§ WHAT THE TASK ASKS
Word for word, the listing below should be printed again.

§ DATA LISTING
+++++

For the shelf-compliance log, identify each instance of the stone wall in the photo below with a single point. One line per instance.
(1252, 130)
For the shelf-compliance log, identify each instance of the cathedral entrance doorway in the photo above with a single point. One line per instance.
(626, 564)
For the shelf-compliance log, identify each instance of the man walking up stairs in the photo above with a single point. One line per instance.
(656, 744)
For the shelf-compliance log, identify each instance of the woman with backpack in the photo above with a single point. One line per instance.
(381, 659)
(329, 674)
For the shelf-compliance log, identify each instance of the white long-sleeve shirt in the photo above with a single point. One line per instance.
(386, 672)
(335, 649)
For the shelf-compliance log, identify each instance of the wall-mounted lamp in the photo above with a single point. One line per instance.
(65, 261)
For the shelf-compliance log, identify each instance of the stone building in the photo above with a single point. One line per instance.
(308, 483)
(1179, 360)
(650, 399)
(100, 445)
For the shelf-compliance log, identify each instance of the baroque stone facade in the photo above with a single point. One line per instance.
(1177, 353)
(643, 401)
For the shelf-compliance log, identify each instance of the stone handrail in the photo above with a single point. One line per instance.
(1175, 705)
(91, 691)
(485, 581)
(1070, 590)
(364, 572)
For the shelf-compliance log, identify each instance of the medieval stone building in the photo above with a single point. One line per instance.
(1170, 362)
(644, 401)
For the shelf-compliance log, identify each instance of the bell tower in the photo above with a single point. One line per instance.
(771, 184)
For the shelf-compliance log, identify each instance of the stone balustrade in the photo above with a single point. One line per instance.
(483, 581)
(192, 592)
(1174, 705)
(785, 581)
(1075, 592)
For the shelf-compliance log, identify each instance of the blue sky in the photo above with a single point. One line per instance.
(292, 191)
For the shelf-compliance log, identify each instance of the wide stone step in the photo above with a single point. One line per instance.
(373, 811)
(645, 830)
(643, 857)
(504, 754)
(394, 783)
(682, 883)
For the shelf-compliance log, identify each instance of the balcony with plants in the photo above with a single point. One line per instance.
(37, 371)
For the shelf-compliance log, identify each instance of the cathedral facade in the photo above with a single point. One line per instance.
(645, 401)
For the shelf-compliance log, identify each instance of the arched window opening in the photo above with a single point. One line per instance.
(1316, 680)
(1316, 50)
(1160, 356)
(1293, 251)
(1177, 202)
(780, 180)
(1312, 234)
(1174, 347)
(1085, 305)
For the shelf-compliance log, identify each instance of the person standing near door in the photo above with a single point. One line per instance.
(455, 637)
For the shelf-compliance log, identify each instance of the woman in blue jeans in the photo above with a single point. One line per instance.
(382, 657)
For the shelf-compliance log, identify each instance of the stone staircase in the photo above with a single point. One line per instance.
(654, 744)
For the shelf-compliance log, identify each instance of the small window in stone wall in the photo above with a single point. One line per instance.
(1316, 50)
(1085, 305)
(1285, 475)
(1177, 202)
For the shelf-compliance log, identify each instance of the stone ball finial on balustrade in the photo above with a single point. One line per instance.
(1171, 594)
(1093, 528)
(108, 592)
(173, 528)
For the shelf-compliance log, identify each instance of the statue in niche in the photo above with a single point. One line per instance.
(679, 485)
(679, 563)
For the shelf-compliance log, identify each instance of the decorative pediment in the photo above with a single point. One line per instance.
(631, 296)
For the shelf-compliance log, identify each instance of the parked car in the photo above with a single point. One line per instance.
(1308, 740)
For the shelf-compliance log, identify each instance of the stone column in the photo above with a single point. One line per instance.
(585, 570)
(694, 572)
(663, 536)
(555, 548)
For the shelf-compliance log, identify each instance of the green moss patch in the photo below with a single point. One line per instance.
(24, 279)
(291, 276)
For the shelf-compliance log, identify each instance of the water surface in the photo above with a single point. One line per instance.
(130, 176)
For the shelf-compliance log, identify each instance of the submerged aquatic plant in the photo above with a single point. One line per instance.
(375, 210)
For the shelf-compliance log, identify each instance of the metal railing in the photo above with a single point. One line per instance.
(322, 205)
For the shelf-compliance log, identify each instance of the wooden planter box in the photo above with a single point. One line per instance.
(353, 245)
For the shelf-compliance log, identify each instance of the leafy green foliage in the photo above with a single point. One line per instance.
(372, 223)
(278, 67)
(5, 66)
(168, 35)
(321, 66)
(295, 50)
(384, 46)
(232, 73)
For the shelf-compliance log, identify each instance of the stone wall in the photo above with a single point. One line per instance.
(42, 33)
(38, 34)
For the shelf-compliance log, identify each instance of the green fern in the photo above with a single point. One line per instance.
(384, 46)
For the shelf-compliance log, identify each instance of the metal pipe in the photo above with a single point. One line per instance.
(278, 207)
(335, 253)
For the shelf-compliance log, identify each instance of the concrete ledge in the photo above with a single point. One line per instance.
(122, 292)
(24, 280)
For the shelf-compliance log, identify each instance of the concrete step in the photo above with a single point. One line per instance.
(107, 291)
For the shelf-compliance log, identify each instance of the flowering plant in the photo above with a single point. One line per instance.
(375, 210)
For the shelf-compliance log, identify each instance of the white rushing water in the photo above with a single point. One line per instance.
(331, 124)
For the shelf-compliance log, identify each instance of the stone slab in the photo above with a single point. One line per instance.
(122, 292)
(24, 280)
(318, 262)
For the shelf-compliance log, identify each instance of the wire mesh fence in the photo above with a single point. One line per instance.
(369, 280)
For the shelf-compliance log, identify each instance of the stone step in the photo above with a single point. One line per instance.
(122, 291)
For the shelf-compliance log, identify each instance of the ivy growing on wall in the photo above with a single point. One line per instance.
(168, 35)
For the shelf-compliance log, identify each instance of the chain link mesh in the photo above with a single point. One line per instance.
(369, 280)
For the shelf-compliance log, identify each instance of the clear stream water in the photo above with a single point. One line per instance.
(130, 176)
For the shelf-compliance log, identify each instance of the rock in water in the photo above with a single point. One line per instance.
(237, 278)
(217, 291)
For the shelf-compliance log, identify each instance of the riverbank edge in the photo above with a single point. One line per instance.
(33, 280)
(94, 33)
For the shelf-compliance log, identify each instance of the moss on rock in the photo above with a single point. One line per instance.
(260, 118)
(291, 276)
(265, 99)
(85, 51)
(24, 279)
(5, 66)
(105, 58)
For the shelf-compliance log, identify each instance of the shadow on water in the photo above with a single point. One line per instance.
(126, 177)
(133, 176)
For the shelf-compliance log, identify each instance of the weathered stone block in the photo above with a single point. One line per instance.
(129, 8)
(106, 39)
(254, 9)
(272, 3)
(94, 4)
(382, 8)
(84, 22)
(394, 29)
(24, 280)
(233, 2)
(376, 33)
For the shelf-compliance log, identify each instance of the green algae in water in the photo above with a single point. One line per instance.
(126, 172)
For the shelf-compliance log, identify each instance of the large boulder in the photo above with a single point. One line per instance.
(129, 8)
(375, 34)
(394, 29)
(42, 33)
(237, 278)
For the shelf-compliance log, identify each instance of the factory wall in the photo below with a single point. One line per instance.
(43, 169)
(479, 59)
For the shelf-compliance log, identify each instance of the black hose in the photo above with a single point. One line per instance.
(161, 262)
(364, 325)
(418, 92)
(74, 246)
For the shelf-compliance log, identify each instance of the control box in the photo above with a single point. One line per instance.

+++++

§ SOLUTION
For the shelf-compliance log, identify each instance of the stone wall in the photo below with a single point. One line per instance.
(1252, 130)
For the shelf-compliance log, identify each instance of the cathedral entrance doorway in the photo above with a single point. One line per instance.
(626, 564)
For the shelf-compliance log, identify each instance of the man walking up stairs in the photo above with a single point. One line per instance.
(656, 744)
For the shelf-compliance log, identify each instance of the woman with backpack in the photo above with a single point. One line per instance.
(381, 659)
(329, 674)
For the shelf-compliance log, identify each instance of the white long-sleeve shirt in the photo above with a single point. One line per instance.
(386, 672)
(335, 649)
For the shelf-compliance log, identify each instance of the wall-mounted lamp in the photo above with a single point. One line per instance.
(65, 261)
For the shelf-compliance log, identify each instance of the stone building in the photo above with a single point. One line per instance.
(308, 483)
(1179, 360)
(650, 399)
(100, 445)
For the shelf-compliance log, identify each instance of the baroque stone facade in the photo above with a single point. One line per instance.
(1177, 353)
(643, 401)
For the shelf-compliance log, identify each instance of the stone handrail in the photo above with a single point. One line per instance.
(1175, 705)
(91, 691)
(485, 581)
(1070, 590)
(364, 572)
For the shelf-compliance log, identify each instance of the medieval stone building in the photo above with a single point. One line per instance.
(1170, 362)
(644, 401)
For the shelf-compliance log, identify each instance of the bell tower in the photo above with a single point. One line per instance.
(771, 184)
For the shelf-compliance log, identify each instance of the stone balustrade in the photo above with a single point. One line per instance.
(483, 581)
(192, 592)
(1174, 705)
(785, 581)
(1075, 592)
For the shelf-compliance log, identify each instance of the blue sky in the photo above with a single point. One line per instance.
(292, 191)
For the shelf-compliance log, identify each instance of the wide stone step in the photo above with a single point. One line per instance.
(373, 811)
(645, 830)
(643, 857)
(504, 754)
(394, 783)
(682, 883)
For the shelf-compliance log, identify each instance of the balcony with plants in the photo above with a single point. One line per instance.
(37, 371)
For the shelf-compliance log, identify each instance of the cathedral facade in the photo above with a single point. One line per instance.
(645, 401)
For the shelf-compliance log, identify each instance of the arched window opening in the photo above with a single point. One line per instance.
(1316, 680)
(1316, 50)
(1160, 356)
(1293, 251)
(1177, 202)
(780, 180)
(1312, 234)
(1174, 347)
(1085, 305)
For the shelf-compliance log, identify each instance of the person standing near door in the photo above with a single point. One line per instance.
(455, 637)
For the shelf-compliance log, identify each instance of the woman in blue jeans in the photo above with a single point. One line per instance.
(382, 657)
For the shelf-compliance log, identify each instance of the stone staircase in the photo above with a single point. One line per instance.
(654, 744)
For the shelf-compliance log, identify each instance of the small window in stone wall in the photo above with a single point. One line per instance.
(1316, 50)
(1085, 305)
(1285, 475)
(1177, 202)
For the shelf-compliance log, identify each instance of the stone ball finial on balustrade in the photo above with a single point. One line per instance.
(1171, 594)
(1093, 528)
(108, 592)
(173, 528)
For the shelf-compliance log, identify each instance of the statue in niche in the photo above with a single point. One line per instance.
(679, 485)
(679, 563)
For the shelf-compliance log, identify each instance of the decorative pediment in the photo above with a single point. One line per instance.
(631, 296)
For the shelf-compliance log, identify each instance of the parked car in the photo above with a single point. One line per instance.
(1308, 740)
For the shelf-compliance log, identify each instance of the stone column in the photo above with a single point. One line per instance.
(585, 570)
(694, 572)
(663, 536)
(555, 548)
For the shelf-compliance log, identify each instance of the green moss patch in the photo below with a single point. One line per instance.
(24, 279)
(291, 276)
For the shelf-compliance log, identify each instance of the water surface in the photo above with a single point. One line per instance.
(130, 176)
For the shelf-compliance log, identify each instance of the submerged aquatic plant in the photo above with a single point. One line per instance.
(375, 210)
For the shelf-compliance log, identify each instance of the metal railing in the photo above with a single point. One line per instance.
(322, 205)
For the shelf-compliance log, identify each instance of the wooden planter box in the photo above with a single point. One line per instance.
(353, 245)
For the shelf-compliance log, identify each instance of the leafy green foliage in the photo above with a single point. One line per instance.
(372, 223)
(278, 67)
(5, 66)
(168, 35)
(321, 66)
(295, 50)
(384, 46)
(232, 73)
For the shelf-compliance log, identify each instance of the stone wall in the photo above with a single point. One line per instance.
(42, 33)
(38, 34)
For the shelf-compliance log, identify each instance of the green fern in the photo above with a single point. One line per instance.
(384, 46)
For the shelf-compliance log, identify each instance of the metal pipe in the photo above with a single point. One line per instance.
(278, 207)
(335, 253)
For the shelf-compliance log, identify each instance of the concrete ledge in the photo above with a single point. One line per instance.
(122, 292)
(24, 280)
For the shelf-compliance log, identify each instance of the concrete step in the photo above with a single point. One line per instance.
(107, 291)
For the shelf-compliance log, identify each instance of the flowering plant in the photo above with a single point. One line per instance.
(375, 210)
For the shelf-compliance log, identify each instance of the white rushing water in the photo above with a single point. One line per instance.
(331, 124)
For the shelf-compliance log, identify each instance of the stone slab in the photo above with a single point. One line per instance.
(122, 292)
(24, 280)
(318, 262)
For the shelf-compliance log, identify each instance of the wire mesh fence in the photo above with a single point. One line per instance.
(369, 280)
For the shelf-compliance log, identify each instance of the stone step in the photo above with a single point. One line per instance.
(122, 291)
For the shelf-compliance log, identify each instance of the ivy growing on wall in the photo above with a single point. One line per instance.
(168, 35)
For the shelf-compliance log, identify each instance of the chain link mesh in the photo above with a single point. One line per instance.
(369, 280)
For the shelf-compliance log, identify each instance of the clear stream water in the photo above with a single point. One line per instance.
(130, 176)
For the shelf-compliance log, identify each instance of the rock in water in the photo above with a single point. One line per instance.
(237, 278)
(217, 291)
For the shelf-compliance log, identify each instance of the riverbank edge in the photo above with a single point. One line per instance.
(33, 280)
(94, 33)
For the shelf-compliance log, identify each instance of the moss on rock in the photo above with a single point. One line per instance.
(260, 118)
(291, 276)
(265, 99)
(85, 51)
(24, 279)
(5, 66)
(105, 58)
For the shelf-compliance log, identify each instance of the shadow on water in the photo above with a single point. One line per instance.
(126, 177)
(133, 176)
For the shelf-compliance log, identify each instance of the weathered stone block in the photo above with a single point. One line per instance.
(129, 8)
(106, 39)
(254, 9)
(272, 3)
(94, 4)
(382, 8)
(84, 22)
(394, 29)
(24, 280)
(233, 2)
(376, 33)
For the shelf-compliance log, identify each instance of the green algae in water in the photo above with a single point. One line per instance.
(126, 172)
For the shelf-compliance log, identify each instance of the large boulder in the photo above with a single point. One line per instance.
(129, 8)
(375, 34)
(394, 29)
(42, 33)
(237, 278)
For the shelf-compliance log, identify each instance of the factory wall in the photo below with a single point. One line per instance.
(43, 169)
(479, 59)
For the shelf-compliance log, identify each instance of the black hose in the photo above with a single point. One line per instance.
(161, 262)
(364, 325)
(418, 92)
(74, 246)
For the shelf-compliance log, identify each instance of the control box in the photo above with a single point. One line per instance.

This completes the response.